= What the exercise asks =
Among the lines of the material below, how many carry the word "black"? Only the number is wanted.

=== Begin Enclosure ===

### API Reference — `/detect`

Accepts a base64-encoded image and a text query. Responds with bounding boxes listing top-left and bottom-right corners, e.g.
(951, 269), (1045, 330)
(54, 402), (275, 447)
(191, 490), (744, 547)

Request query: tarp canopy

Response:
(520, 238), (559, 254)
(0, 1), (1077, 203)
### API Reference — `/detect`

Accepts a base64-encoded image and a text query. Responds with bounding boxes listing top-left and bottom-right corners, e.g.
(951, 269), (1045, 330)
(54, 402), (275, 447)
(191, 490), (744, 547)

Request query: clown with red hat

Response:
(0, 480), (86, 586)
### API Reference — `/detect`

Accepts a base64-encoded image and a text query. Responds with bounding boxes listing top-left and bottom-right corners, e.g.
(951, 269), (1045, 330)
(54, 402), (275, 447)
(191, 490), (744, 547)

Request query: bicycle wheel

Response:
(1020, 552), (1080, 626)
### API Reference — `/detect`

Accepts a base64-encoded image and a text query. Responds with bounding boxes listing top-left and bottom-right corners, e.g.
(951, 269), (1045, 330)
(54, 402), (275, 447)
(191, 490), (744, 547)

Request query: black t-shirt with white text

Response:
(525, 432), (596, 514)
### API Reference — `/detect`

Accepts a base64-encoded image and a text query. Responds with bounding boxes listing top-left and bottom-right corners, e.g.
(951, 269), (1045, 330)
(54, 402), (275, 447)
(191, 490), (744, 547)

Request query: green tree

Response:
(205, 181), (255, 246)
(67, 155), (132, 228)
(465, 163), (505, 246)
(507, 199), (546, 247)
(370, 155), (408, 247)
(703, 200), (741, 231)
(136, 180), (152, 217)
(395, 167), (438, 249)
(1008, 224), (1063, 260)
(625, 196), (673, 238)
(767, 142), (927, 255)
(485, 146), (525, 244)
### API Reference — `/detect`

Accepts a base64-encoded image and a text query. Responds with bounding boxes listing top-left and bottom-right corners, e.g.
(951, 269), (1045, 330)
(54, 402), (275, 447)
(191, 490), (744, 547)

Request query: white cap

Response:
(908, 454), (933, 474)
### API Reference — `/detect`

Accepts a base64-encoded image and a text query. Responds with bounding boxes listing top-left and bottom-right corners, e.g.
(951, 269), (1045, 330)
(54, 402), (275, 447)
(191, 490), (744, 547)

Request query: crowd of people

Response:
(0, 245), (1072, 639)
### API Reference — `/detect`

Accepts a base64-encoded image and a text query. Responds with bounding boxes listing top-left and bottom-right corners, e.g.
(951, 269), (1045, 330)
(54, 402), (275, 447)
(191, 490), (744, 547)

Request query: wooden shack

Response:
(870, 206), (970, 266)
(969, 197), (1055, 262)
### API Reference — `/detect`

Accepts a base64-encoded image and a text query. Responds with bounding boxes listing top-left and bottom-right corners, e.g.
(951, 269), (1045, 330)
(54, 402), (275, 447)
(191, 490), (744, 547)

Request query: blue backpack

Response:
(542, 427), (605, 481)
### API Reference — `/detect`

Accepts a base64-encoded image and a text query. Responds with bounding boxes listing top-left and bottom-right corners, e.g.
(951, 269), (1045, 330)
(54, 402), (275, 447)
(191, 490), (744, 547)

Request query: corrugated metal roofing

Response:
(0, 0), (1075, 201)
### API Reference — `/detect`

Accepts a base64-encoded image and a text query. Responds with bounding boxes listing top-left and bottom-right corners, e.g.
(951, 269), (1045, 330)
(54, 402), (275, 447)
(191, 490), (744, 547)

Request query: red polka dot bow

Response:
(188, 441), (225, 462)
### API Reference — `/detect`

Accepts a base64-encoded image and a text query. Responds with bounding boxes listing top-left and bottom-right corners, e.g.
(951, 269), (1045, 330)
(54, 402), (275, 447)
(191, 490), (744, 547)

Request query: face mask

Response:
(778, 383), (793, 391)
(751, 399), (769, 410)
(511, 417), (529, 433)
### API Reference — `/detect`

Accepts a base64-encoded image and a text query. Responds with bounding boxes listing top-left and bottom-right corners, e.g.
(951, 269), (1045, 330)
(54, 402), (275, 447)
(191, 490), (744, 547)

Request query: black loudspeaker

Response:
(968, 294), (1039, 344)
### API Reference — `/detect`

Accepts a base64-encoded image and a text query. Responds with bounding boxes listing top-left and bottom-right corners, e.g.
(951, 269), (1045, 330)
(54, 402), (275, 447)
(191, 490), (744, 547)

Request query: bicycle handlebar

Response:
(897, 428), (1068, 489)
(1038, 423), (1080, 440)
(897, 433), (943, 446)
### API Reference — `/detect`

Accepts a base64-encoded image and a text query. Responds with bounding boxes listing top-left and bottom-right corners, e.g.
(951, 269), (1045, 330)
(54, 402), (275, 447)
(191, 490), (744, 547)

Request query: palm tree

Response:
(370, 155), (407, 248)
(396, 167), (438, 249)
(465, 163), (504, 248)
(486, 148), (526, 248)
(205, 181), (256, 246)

=== End Enclosure ===

= Result of this task =
2